Task goal: Copy the lines of the material below word for word, starting at the line that contains "Locate the boulder" and ending at the line that contains "[(211, 267)]", with both of those lines included.

Extracted material:
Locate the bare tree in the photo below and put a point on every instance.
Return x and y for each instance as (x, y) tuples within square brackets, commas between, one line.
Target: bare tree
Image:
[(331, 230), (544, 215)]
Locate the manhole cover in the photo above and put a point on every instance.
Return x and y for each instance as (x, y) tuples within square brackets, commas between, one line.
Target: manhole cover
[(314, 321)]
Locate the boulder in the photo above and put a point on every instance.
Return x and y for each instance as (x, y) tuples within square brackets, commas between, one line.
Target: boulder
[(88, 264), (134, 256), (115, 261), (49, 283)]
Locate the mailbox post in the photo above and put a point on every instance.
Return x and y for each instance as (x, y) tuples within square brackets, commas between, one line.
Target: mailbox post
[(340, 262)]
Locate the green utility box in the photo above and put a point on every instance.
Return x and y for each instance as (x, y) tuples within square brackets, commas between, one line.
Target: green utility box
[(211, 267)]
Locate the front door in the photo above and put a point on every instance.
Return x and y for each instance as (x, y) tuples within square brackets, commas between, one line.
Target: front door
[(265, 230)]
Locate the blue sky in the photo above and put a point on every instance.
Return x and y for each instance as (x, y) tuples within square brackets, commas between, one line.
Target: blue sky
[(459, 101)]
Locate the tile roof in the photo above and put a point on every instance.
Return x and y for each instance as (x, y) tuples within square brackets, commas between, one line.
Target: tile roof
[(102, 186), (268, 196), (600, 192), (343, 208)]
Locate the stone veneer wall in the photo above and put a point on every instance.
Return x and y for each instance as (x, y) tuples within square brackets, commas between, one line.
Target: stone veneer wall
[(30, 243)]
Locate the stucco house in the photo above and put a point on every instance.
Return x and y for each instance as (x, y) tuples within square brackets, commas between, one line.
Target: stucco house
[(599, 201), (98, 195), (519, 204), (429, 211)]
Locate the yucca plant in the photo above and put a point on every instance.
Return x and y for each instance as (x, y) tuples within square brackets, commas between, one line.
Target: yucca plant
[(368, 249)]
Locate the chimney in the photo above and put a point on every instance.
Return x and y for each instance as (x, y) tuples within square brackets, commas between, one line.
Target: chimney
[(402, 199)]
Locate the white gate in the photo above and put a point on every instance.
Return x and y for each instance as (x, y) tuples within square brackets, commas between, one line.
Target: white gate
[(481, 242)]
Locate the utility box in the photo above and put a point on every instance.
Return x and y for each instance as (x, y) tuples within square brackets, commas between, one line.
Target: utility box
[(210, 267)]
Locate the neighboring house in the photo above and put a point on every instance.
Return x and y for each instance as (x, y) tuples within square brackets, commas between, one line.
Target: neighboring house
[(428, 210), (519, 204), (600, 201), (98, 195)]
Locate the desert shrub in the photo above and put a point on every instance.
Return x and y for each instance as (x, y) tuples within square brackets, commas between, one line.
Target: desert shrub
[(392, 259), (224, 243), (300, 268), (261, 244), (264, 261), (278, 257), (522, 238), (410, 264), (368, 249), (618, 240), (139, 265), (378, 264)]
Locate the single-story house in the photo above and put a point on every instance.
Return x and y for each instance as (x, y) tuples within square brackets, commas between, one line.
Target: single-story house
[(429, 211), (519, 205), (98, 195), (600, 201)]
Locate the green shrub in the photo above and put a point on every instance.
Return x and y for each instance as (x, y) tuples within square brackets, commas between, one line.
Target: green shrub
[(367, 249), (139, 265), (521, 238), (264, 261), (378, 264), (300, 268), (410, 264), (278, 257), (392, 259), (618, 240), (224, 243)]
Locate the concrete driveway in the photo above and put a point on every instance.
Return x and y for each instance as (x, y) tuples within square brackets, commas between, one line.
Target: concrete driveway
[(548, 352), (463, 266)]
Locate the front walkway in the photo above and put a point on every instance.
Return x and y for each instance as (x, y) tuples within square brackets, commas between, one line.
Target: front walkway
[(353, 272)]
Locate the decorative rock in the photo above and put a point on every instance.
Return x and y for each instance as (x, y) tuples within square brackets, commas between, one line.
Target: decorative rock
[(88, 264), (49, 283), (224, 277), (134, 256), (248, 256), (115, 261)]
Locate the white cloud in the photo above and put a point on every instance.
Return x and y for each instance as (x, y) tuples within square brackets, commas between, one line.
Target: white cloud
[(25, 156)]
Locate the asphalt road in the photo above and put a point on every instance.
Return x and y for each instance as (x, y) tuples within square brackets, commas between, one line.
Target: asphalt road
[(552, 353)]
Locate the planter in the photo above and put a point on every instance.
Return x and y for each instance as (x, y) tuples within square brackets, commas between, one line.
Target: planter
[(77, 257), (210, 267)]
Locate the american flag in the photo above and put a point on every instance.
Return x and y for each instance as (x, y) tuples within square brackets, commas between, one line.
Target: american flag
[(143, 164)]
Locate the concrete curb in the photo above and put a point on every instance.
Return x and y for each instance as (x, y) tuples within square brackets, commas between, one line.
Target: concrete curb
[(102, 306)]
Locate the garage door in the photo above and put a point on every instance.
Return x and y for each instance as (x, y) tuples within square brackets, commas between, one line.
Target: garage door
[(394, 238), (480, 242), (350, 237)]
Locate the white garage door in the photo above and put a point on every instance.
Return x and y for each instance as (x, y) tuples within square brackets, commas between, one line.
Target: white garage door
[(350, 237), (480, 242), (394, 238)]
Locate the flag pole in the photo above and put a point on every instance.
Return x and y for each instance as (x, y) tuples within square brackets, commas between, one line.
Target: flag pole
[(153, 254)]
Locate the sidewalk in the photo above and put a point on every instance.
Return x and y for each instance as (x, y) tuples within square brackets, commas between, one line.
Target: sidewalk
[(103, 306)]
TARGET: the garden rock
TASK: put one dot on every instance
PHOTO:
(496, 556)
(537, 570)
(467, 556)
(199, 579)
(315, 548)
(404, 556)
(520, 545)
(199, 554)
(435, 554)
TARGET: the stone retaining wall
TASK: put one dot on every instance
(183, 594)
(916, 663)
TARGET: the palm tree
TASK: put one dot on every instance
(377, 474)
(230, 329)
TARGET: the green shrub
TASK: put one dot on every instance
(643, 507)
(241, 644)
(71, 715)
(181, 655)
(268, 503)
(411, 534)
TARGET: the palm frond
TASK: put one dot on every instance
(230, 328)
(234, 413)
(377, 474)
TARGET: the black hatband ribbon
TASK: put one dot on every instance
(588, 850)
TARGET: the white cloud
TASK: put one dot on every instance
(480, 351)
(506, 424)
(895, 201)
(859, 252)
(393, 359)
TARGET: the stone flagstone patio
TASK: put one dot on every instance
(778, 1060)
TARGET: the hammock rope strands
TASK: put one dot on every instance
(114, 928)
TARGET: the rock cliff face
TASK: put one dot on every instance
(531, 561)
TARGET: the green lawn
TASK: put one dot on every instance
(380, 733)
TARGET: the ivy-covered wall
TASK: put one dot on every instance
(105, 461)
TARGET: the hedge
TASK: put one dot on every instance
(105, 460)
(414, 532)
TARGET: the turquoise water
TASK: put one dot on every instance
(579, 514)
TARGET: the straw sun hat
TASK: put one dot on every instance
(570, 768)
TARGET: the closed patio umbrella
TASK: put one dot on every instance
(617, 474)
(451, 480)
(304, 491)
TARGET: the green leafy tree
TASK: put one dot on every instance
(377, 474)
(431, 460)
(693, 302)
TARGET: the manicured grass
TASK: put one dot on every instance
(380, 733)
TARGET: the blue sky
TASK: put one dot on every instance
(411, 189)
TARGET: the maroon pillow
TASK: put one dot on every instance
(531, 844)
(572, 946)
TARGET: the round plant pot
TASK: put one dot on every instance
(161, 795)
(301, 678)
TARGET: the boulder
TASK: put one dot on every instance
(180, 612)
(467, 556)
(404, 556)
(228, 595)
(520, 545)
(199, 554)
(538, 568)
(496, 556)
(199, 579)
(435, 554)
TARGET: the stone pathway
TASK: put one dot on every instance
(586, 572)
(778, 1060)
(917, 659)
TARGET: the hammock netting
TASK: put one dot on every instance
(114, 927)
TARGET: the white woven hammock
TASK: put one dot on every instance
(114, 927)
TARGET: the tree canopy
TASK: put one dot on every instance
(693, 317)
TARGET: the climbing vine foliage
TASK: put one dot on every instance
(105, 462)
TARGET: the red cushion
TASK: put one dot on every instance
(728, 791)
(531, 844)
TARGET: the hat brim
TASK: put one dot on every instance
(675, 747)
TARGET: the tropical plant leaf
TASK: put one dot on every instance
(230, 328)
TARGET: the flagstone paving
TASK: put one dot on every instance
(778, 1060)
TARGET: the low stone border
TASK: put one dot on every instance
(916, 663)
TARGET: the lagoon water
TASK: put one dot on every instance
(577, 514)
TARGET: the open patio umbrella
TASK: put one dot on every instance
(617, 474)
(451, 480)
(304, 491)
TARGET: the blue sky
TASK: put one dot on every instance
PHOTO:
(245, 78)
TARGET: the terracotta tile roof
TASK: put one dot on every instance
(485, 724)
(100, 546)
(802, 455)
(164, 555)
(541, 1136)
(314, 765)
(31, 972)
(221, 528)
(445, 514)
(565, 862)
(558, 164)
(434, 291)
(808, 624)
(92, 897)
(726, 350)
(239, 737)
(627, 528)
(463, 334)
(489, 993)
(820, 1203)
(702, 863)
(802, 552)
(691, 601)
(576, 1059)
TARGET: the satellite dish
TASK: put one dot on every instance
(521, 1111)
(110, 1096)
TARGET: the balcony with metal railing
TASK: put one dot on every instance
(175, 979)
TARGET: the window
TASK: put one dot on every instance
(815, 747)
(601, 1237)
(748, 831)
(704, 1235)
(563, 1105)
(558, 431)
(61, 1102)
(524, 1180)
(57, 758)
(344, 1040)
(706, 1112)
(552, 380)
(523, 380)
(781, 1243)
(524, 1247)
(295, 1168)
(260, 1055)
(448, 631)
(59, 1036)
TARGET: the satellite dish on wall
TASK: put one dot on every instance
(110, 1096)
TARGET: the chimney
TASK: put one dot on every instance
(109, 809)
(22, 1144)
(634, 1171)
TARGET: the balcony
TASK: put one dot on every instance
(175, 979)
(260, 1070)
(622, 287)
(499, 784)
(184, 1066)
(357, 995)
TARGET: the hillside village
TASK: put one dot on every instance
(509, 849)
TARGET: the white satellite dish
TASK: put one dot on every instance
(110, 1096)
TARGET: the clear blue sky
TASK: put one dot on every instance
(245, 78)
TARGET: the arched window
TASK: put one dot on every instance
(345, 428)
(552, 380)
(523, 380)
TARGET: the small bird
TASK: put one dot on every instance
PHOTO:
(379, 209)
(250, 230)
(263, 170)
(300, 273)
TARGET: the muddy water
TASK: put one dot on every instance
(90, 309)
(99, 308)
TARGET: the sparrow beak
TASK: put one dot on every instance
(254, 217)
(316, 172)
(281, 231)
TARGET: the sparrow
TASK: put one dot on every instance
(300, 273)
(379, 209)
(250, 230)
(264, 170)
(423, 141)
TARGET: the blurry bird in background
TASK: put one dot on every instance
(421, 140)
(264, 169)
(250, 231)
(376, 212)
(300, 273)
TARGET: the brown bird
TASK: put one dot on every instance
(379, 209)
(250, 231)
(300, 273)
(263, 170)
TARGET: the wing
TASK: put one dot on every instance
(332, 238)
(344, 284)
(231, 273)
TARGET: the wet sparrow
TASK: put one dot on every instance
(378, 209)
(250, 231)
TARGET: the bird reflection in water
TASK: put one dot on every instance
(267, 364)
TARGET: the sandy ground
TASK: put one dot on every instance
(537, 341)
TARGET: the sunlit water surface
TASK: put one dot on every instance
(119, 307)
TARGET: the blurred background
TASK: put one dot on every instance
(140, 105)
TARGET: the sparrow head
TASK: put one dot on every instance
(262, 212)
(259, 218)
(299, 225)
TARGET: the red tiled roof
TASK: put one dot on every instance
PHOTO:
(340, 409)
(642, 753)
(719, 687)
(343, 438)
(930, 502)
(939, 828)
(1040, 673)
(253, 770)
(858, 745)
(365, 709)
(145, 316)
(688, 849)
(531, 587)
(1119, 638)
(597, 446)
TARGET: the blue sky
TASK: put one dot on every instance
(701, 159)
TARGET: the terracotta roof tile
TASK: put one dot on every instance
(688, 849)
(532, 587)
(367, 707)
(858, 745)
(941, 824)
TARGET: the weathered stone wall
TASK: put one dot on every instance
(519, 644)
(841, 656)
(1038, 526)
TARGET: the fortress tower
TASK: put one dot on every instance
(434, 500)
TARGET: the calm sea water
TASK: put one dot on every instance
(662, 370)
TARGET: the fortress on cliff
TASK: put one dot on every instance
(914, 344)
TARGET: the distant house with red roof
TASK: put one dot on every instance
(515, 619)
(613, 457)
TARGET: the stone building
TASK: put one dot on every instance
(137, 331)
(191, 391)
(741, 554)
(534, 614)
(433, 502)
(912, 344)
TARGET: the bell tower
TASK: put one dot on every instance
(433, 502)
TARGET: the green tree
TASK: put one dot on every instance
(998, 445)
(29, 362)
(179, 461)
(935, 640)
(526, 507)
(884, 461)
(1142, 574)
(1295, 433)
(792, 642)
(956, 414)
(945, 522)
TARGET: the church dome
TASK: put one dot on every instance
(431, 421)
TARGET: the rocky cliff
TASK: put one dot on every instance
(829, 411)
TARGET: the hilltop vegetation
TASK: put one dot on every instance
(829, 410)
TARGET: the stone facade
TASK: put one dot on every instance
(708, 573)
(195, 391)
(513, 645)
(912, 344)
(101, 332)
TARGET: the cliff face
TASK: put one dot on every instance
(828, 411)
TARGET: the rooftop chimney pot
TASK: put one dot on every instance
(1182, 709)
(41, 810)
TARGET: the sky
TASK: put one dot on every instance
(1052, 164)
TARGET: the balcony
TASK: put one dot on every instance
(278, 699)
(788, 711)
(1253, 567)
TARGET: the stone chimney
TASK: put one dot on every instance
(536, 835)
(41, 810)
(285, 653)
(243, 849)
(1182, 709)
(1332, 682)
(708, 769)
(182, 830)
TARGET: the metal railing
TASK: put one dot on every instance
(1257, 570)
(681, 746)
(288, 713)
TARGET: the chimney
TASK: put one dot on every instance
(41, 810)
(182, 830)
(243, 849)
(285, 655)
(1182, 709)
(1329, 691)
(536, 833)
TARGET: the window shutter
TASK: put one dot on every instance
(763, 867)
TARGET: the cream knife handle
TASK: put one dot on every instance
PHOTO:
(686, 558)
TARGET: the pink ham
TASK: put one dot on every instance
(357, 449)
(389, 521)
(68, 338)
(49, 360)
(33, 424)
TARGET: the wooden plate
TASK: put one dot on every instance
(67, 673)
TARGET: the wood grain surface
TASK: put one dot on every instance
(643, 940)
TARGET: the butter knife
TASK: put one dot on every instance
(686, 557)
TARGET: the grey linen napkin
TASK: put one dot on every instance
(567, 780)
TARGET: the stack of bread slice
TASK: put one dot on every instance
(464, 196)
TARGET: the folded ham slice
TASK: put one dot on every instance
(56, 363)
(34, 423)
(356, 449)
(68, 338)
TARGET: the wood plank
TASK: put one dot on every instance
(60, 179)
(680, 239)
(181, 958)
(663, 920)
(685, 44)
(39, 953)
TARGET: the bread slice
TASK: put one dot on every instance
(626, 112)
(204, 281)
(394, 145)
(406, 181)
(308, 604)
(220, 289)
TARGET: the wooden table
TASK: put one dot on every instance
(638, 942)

Result below:
Locate the boulder in the photo above and put a point on every instance.
Return x and y for each instance as (x, y) tuples within square brackets, commas between, one line.
Target: boulder
[(88, 264), (134, 256), (115, 261), (49, 283)]
Locate the mailbox post in the photo above and put a point on every instance.
Return x and y for each instance as (x, y) tuples within square brackets, commas between, one line.
Target: mailbox post
[(340, 262)]
Locate the green utility box in the photo above and put a point on every instance.
Return x and y for each instance as (x, y) tuples within square brackets, commas between, one line.
Target: green utility box
[(211, 267)]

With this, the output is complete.